页面正文:
┌──

林彬带二儿子杨冀平去宁夏干校
杨勇家被抄后,来了几个人把家中的箱柜贴上了封条。当天下午,家里的工作人员流着眼泪走了,只有小孙和炊事员老王没走。小孙因为拒捕,成了和杨勇一样性质的问题,炊事员老王是他自己不走。老王叫王文彬,天津人,曾是志愿军司令部的老炊事员,在朝鲜就给杨勇做饭。1958年随杨勇回国后,仍给杨勇当炊事员。他比杨勇大一岁,杨勇尊称他大哥。闲时杨勇常找老王聊天,无拘无束,像是亲兄弟。有一次,老王发高烧,杨勇亲自打电话叫来医生,自己在一边守着,直到老王退烧后才去睡觉。这么多年,老王和杨勇的感情很深。以后杨勇说:“老王是我的铁杆保皇派。”
院子里很快贴出“勒令大厨师王某某三天撤出”的大字报,老王说:“我一个职工,我不管,我怕什么。”可是如果不走,就不再开工资了,老王还有一大家子人要养呢,这才不得不走了。走前老王手把手地教孩子们做饭,说:“首长他冤枉啊!老天有眼,共产党英明,像首长这样的好人不会老受屈,等他出来,我还要来给他做饭。”这话还真让老王说着了,以后老王跟着杨勇到新疆军区,继续给杨勇做饭。

└──

记录数据:

┌──

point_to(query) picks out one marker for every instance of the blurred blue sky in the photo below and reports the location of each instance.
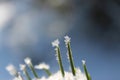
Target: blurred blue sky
(27, 28)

└──

待办任务: 续写记述杨勇家被抄后炊事员老王去留的页面正文,从末句之后接着写下去。

本题答案:
1967年秋,树叶早早落了,林彬被勒令搬到另一条街的大杂院里,那是正觉寺一个大四合院的最后一排平房,给他们一人配了一个单人床,经过抄家和查封,衣物和书籍已经不多,只剩下几个破箱子。旧平房久没人住,窗纸全破了,也没有窗帘。侄女沙瑞平自报奋勇回去拿,原来的房子还有一个老头看着,老头还善良,帮她摘下两个窗帘。
就在这破旧的平房里,林彬和孩子们中了煤气。那时快到冬天,生蜂窝煤火。孩子们都睡了,沙瑞平半夜到前院上厕所,让风一吹,昏倒了,京京也昏睡在床上。林彬那时老写上诉材料,睡得晚,所以她不很严重。好在发现及时,赶快开窗通风,没有什么大碍。
1968年冬天来临,机关通知林彬第一批去宁夏干校,这时杨勇还是没有消息。杨冀平第一批报名去内蒙古锡林郭勒插队,报名的同学都批准了,却没有他。他偷偷跟了去,县安置办让他先下点劳动,过了十来天,又通知他这里离边境太近,不能安排“三反分子”子女,也不能发边境证,勒令他限时离开。杨冀平只好扒火车回到北京,他整天窝在家中,开始抽烟,越抽越凶。林彬问他愿不愿意跟她去宁夏干校,杨冀平表示同意。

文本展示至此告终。